## About this exercise
Check each line below for the word "slats", and copy those that have it.

## Data under study

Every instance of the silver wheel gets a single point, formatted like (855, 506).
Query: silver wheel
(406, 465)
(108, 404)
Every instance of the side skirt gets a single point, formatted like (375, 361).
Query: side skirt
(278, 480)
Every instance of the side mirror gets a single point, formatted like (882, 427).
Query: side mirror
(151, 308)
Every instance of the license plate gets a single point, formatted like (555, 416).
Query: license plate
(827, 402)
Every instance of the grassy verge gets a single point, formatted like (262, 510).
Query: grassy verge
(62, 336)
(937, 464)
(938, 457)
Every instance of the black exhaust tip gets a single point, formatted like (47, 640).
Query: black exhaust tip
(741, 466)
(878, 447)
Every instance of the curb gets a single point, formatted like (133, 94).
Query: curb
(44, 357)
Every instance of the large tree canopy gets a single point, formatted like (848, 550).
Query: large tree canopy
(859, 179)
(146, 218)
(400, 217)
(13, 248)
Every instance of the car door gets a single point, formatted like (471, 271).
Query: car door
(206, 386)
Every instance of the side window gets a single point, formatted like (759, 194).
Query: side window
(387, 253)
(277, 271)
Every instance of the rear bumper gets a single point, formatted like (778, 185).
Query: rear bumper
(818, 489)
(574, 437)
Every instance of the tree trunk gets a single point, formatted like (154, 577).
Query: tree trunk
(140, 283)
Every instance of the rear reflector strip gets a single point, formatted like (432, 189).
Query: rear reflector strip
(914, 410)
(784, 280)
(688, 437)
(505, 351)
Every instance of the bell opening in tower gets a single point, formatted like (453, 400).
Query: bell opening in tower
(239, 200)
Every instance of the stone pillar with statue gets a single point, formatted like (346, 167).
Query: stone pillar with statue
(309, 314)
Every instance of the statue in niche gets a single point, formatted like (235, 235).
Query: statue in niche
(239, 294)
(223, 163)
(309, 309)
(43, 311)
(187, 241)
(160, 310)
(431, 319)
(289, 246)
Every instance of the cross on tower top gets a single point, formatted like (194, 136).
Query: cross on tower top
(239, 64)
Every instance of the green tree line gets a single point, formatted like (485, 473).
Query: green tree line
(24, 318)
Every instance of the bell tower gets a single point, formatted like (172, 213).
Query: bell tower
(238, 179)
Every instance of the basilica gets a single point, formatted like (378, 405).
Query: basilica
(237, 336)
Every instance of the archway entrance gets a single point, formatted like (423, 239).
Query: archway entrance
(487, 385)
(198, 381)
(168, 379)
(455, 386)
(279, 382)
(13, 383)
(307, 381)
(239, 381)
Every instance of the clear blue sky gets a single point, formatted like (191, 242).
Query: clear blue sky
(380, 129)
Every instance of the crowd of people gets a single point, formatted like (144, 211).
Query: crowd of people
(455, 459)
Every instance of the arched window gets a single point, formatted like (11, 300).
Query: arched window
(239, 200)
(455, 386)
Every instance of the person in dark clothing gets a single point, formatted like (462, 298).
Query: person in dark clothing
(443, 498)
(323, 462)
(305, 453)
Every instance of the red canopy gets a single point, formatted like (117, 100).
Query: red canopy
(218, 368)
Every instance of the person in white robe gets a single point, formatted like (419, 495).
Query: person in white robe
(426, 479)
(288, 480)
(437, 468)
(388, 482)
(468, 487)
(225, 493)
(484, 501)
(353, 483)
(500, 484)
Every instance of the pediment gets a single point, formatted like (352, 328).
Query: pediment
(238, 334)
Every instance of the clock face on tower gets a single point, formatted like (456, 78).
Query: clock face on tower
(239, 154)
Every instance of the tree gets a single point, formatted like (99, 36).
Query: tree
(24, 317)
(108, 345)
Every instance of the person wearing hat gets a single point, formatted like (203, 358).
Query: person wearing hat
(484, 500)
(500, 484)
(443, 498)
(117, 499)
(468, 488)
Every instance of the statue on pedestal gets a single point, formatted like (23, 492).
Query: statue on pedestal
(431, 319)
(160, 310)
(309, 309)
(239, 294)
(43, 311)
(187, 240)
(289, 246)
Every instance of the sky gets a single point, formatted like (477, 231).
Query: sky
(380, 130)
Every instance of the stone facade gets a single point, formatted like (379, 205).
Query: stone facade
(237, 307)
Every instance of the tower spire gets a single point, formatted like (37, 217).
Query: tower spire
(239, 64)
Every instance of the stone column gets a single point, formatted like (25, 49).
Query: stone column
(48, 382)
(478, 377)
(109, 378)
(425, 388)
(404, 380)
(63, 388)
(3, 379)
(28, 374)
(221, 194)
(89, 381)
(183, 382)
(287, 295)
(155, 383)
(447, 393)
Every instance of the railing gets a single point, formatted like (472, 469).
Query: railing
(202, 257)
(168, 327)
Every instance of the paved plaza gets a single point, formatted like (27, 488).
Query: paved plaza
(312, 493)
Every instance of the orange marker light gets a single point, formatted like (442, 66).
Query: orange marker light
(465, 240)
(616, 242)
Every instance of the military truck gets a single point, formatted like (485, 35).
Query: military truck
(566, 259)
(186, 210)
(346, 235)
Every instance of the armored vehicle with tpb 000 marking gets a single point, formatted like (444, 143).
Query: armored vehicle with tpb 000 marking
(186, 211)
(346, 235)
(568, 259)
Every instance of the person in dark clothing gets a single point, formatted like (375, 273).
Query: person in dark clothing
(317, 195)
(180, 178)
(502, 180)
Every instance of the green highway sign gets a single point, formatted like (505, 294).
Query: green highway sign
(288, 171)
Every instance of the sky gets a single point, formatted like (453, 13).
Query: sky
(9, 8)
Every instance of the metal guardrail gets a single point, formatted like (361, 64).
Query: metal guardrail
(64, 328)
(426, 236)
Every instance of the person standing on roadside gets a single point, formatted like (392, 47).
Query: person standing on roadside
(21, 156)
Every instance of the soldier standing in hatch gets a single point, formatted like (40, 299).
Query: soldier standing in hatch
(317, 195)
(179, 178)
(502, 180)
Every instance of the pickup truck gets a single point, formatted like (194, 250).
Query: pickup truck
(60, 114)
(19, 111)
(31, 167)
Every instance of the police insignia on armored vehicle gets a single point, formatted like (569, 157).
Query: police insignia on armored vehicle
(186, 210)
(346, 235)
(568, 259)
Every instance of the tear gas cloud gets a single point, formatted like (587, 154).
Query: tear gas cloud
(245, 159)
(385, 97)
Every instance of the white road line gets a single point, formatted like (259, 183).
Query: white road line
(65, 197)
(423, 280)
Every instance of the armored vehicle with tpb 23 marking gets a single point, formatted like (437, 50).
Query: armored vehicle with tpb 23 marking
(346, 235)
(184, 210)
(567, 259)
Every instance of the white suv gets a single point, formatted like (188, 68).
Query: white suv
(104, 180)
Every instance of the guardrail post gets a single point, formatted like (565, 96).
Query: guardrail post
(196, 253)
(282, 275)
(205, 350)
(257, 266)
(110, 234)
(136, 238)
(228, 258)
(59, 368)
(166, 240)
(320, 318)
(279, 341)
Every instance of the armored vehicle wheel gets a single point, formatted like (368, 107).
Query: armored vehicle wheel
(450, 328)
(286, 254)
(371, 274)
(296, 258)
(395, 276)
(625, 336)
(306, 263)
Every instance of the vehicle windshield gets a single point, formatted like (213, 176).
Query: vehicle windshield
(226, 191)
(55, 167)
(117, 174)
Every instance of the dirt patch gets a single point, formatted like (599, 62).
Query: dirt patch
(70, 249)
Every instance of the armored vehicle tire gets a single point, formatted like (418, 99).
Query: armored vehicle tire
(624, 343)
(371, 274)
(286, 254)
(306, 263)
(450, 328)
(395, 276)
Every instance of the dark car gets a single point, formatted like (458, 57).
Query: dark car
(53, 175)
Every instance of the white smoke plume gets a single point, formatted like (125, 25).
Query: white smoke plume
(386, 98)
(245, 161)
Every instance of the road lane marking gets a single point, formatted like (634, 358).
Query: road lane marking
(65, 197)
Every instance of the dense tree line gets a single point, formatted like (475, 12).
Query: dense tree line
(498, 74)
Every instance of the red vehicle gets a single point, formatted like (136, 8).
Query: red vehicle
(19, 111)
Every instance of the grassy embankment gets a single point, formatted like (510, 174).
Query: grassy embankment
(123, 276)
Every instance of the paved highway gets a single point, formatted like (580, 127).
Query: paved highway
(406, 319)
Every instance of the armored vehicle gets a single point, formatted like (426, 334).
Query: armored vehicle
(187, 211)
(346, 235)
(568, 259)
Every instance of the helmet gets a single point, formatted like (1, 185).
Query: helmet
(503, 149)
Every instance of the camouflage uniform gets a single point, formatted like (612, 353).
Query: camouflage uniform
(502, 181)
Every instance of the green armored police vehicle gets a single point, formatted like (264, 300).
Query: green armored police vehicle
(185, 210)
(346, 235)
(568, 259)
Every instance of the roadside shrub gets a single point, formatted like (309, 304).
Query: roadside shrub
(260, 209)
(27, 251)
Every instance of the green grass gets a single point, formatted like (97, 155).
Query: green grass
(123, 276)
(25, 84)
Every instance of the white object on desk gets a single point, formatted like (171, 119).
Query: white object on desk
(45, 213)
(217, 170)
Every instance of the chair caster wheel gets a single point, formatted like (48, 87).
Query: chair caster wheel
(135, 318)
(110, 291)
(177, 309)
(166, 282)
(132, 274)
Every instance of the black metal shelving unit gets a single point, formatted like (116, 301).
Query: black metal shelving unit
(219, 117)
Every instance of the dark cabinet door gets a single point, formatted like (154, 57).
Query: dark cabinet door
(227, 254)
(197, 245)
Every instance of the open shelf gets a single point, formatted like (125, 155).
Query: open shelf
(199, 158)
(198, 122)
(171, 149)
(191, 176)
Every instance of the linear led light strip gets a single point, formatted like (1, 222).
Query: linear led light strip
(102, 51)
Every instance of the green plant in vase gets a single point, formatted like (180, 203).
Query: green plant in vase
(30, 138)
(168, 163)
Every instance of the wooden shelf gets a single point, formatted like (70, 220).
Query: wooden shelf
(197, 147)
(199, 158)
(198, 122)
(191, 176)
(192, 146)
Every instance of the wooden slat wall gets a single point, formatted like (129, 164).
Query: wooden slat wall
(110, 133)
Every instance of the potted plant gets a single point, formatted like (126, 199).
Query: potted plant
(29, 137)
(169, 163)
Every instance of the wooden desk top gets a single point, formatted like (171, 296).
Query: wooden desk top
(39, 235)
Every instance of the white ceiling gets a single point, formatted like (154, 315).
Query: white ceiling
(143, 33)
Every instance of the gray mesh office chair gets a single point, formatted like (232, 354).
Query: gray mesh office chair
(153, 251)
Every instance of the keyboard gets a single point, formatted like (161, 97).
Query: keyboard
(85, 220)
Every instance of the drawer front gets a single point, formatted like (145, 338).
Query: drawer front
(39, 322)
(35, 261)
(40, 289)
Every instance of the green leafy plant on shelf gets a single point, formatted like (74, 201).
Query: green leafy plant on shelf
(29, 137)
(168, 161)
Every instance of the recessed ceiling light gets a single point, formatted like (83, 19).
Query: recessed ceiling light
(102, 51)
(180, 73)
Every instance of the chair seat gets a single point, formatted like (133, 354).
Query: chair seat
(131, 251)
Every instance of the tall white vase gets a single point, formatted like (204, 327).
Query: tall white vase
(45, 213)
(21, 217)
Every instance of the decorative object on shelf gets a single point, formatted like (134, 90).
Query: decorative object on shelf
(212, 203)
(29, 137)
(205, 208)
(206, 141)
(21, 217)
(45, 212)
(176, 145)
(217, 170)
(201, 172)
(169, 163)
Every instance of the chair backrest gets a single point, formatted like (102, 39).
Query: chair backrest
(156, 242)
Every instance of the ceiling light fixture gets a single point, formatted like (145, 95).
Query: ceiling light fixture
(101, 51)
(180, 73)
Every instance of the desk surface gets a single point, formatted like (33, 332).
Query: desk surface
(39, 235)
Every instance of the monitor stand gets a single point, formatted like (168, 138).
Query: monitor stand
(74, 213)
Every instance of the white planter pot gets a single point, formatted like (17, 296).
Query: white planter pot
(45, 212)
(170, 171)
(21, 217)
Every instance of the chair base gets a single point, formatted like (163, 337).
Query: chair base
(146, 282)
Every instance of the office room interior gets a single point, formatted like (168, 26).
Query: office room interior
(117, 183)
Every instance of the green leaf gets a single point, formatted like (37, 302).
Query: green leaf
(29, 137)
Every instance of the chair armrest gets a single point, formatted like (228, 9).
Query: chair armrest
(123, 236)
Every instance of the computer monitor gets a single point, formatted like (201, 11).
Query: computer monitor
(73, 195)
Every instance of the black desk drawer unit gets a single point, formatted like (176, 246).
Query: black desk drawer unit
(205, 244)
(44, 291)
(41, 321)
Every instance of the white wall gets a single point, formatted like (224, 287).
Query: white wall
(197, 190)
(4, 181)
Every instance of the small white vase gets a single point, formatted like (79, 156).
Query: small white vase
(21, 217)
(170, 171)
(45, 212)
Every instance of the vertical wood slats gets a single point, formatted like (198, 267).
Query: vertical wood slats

## Output for this exercise
Every instance of the vertical wood slats gets a single point, formatted like (198, 267).
Query: vertical wood slats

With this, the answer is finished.